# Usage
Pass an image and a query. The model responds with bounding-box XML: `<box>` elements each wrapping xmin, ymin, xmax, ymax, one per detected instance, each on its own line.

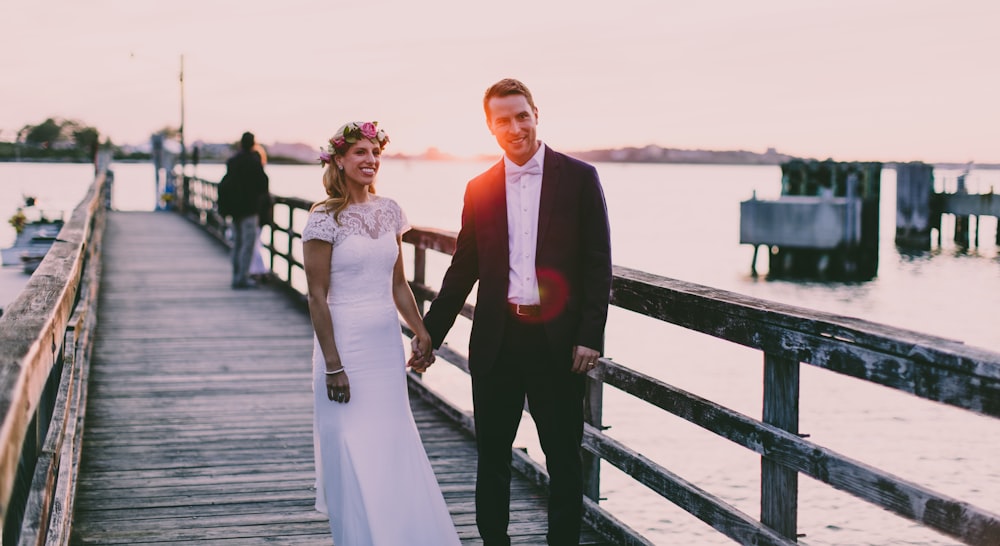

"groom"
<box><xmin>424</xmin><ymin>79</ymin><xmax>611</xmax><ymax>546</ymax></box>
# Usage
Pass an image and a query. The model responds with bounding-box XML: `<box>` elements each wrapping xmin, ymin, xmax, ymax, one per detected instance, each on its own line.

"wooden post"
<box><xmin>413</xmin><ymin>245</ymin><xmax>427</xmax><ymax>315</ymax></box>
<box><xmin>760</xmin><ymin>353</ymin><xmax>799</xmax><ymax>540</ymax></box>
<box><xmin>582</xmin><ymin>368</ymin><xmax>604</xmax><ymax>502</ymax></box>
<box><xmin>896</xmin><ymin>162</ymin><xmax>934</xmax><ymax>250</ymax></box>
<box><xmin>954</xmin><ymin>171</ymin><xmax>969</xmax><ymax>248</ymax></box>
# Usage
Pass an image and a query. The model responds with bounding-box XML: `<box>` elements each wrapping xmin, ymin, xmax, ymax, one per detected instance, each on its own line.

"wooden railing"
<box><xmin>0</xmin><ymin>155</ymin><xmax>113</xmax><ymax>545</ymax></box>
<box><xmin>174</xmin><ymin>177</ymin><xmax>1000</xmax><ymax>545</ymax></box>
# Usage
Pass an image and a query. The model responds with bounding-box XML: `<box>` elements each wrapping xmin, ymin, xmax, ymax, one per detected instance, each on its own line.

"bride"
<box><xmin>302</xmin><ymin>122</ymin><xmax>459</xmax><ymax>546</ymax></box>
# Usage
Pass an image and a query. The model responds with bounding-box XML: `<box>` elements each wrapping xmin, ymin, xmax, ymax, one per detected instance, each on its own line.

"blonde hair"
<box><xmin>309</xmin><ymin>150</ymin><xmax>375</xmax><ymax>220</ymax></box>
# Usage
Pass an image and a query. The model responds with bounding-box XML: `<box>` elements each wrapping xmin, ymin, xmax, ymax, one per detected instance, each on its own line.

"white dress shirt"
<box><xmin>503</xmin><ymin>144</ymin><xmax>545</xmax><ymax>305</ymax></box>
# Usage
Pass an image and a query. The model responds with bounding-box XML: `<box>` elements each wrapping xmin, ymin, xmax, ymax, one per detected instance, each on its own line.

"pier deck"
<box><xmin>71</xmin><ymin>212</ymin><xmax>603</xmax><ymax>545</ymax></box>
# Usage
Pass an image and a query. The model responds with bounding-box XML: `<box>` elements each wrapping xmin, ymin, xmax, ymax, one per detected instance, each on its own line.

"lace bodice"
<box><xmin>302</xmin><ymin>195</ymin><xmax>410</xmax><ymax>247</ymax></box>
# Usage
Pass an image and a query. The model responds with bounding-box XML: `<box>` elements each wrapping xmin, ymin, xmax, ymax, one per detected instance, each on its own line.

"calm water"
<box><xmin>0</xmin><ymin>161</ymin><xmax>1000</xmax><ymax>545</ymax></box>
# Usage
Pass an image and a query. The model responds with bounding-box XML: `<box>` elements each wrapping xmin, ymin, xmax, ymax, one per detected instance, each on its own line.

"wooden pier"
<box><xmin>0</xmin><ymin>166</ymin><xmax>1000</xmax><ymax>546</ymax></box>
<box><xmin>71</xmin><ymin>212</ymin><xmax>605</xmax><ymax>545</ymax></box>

* * *

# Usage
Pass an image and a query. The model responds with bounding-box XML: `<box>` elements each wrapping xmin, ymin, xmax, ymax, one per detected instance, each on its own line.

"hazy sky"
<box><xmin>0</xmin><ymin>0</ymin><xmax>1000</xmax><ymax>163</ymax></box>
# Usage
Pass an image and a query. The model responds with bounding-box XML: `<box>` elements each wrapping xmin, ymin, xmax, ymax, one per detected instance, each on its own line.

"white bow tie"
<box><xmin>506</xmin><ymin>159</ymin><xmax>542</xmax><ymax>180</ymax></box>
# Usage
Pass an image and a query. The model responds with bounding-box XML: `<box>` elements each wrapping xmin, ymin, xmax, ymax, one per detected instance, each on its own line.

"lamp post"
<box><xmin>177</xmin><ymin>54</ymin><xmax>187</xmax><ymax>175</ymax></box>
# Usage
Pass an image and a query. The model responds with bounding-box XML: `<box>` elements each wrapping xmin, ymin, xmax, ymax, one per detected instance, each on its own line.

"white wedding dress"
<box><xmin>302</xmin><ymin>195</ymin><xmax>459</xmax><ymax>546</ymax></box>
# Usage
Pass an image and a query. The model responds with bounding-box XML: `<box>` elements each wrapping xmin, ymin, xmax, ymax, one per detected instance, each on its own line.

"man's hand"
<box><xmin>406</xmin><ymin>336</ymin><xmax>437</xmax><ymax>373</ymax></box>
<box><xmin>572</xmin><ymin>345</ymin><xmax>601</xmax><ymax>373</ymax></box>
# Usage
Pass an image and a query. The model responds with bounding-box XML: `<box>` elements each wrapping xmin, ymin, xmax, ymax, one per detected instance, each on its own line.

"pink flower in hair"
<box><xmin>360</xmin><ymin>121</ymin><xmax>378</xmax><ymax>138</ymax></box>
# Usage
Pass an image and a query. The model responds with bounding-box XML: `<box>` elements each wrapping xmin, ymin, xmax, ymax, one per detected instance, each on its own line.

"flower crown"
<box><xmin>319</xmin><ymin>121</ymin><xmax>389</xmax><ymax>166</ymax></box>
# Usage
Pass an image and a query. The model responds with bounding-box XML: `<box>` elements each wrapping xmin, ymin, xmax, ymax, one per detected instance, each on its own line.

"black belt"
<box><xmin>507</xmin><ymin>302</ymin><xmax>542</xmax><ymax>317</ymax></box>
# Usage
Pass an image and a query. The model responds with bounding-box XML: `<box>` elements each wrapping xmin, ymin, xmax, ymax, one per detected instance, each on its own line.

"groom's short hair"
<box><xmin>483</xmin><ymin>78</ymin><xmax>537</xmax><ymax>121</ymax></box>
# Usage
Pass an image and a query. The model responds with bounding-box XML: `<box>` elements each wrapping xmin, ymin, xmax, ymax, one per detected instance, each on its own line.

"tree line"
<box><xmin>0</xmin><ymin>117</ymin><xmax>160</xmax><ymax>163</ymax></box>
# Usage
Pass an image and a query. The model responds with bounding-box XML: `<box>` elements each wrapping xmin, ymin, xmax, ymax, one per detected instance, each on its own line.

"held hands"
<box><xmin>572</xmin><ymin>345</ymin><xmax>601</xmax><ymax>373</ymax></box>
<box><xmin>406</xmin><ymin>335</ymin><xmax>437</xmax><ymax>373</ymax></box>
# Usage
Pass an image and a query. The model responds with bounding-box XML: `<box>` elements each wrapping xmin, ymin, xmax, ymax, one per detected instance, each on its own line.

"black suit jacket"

*REQUIREMENT*
Return every line of the records that contains the string "hair", copying each one unchanged. Matching is case-sensitive.

*EXERCISE SOLUTION*
"blonde hair"
"pink flower in hair"
"groom's short hair"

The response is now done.